Given text:
+ + + +

We use the following two tools:
- Tool 1: Every real number $x$ satisfies $\lfloor x\rfloor>x-1$ (with strict inequality).
- Tool 2: All positive real numbers $y$ and $z$ satisfy
$\frac{x}{y}+\frac{y}{x}\ge2$; indeed this inequality is equivalent to $y^2+z^2\ge2yz$ and $(y-z)^2\ge0$.
Now the expression $E$ that is to be minimized can be estimated (by using these two tools) as follows:
\begin{eqnarray*}
E &=&
\left\lfloor\frac{b+c+d}{a} \right\rfloor+
\left\lfloor\frac{a+c+d}{b} \right\rfloor+
\left\lfloor\frac{a+b+d}{c} \right\rfloor+
\left\lfloor\frac{a+b+c}{d} \right\rfloor
\\ &>&
\left(\frac{b+c+d}{a}-1\right)+
\left(\frac{a+c+d}{b}-1\right) +
\left(\frac{a+b+d}{c}-1\right) +
\left(\frac{a+b+c}{d}-1\right)

+ + + +

Supplied material:
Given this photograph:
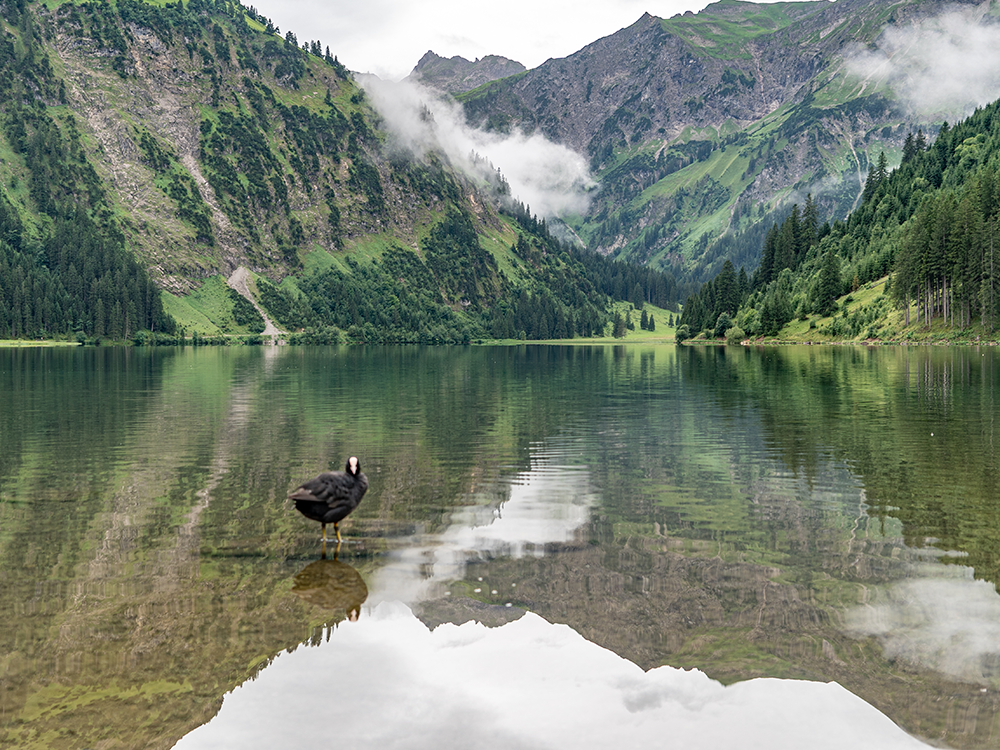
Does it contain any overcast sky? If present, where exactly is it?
[244,0,728,80]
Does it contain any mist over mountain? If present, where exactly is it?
[459,0,996,281]
[0,0,1000,341]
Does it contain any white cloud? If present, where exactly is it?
[847,10,1000,120]
[359,76,596,217]
[251,0,709,80]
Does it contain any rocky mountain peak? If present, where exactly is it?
[406,50,527,94]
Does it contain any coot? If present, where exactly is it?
[288,456,368,546]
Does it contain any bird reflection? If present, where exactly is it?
[292,545,368,622]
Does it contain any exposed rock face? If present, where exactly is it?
[407,50,527,94]
[461,0,986,270]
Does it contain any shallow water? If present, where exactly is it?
[0,346,1000,748]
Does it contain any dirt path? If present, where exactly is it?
[226,266,286,340]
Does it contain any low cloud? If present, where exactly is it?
[360,76,596,218]
[847,9,1000,120]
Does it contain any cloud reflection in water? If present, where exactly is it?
[372,446,598,603]
[847,564,1000,685]
[176,602,926,750]
[176,446,926,750]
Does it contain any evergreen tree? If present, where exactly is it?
[815,245,841,316]
[611,310,626,339]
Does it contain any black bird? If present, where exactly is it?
[288,456,368,548]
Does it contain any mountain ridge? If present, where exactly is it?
[458,0,989,282]
[403,50,527,94]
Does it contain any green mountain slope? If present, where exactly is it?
[460,0,987,281]
[680,102,1000,341]
[0,0,678,341]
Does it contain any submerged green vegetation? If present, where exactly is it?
[681,103,1000,341]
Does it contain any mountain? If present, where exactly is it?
[459,0,990,281]
[677,94,1000,342]
[0,0,678,342]
[406,50,527,94]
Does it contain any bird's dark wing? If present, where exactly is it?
[288,471,355,503]
[288,471,368,523]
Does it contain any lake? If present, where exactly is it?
[0,345,1000,750]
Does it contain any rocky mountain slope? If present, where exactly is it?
[0,0,677,342]
[460,0,990,280]
[406,50,526,94]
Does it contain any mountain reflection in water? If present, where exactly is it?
[176,602,927,750]
[0,346,1000,750]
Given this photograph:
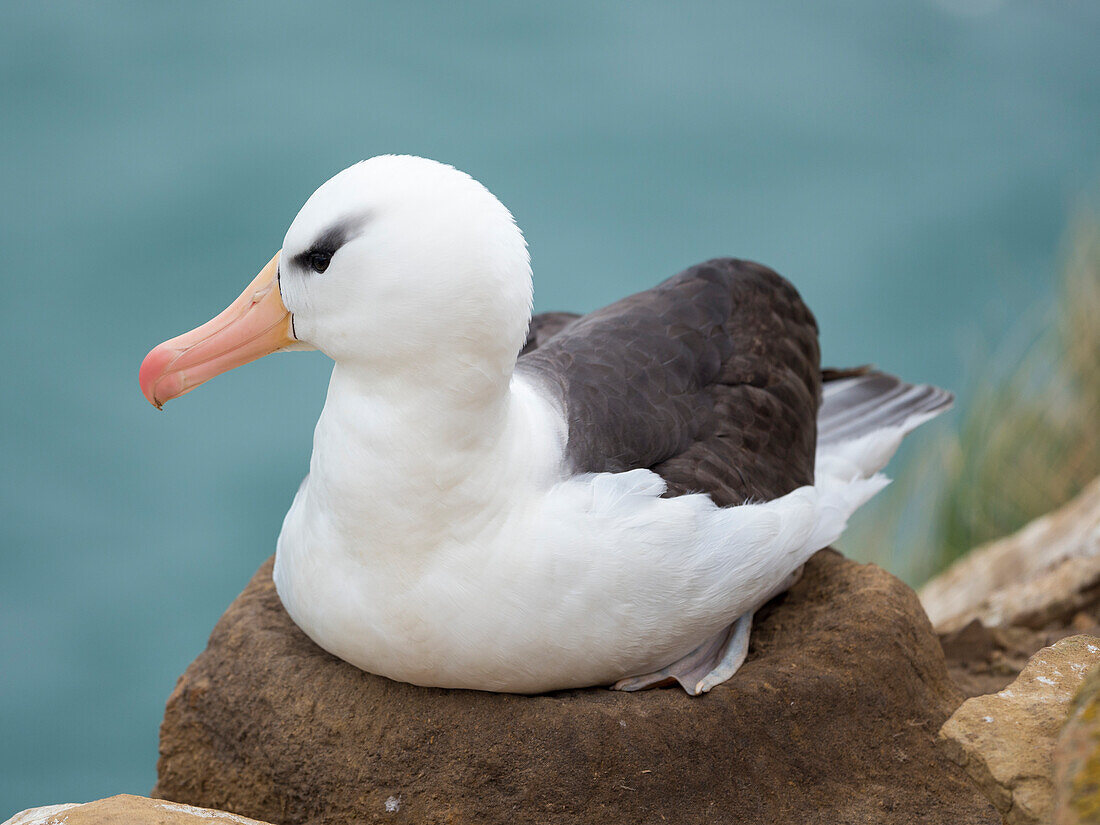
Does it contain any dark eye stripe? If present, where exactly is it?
[294,214,363,274]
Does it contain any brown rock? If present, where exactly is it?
[939,636,1100,825]
[154,551,998,825]
[3,793,265,825]
[921,470,1100,633]
[1054,667,1100,825]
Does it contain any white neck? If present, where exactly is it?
[284,359,564,562]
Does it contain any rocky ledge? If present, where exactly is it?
[154,551,1000,825]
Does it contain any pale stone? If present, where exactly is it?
[939,635,1100,825]
[3,793,266,825]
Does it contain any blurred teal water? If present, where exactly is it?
[0,0,1100,816]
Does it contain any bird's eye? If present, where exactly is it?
[309,252,332,275]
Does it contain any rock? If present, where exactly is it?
[1054,667,1100,825]
[939,613,1100,697]
[921,470,1100,633]
[939,635,1100,825]
[154,551,998,825]
[3,793,273,825]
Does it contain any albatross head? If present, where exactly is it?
[140,155,531,407]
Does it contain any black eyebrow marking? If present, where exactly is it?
[293,218,366,270]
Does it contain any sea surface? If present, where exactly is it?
[0,0,1100,820]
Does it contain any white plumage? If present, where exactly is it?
[142,156,943,693]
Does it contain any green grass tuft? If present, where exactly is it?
[845,207,1100,584]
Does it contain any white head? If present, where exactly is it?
[141,155,531,406]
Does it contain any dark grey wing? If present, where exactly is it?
[519,312,581,355]
[517,259,821,506]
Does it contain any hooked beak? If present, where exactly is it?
[138,252,296,409]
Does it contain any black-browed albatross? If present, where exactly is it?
[140,155,952,694]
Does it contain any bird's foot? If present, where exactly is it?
[612,613,752,696]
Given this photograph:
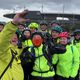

+ + + +

Problems to work on:
• A. Answer these questions about the floor-function proof, one line each:
(i) What inequality does Tool 1 say every real number $x$ satisfies, and is it strict?
(ii) Which two inequalities does Tool 2 name as equivalent to it?
(iii) In the second line of the estimate of $E$, what number is subtracted from each fraction?
• B. Write the next part of the floor-function proof, carrying the estimate of $E$ on from its last line.

Answer list:
• A.
(i) $\lfloor x\rfloor > x-1$, and it is strict.
(ii) $y^2+z^2\ge 2yz$ and $(y-z)^2\ge 0$.
(iii) 1.

• B.
\\ &=&
\left(\frac{a}{b}+\frac{b}{a}\right)+
\left(\frac{a}{c}+\frac{c}{a}\right)+
\left(\frac{a}{d}+\frac{d}{a}\right)+
\left(\frac{b}{c}+\frac{c}{b}\right)+
\left(\frac{b}{d}+\frac{d}{b}\right)+
\left(\frac{c}{d}+\frac{d}{c}\right) -4
\\ &\ge& ~6\cdot2-4 ~~=~~ 8.
\end{eqnarray*}
We get $E>8$. Since $E$ is the sum of four integers and hence integer itself, this actually implies the lower bound $E\ge9$.
Finally, for $a=4$ and $b=c=d=5$ the expression attains the value $9$.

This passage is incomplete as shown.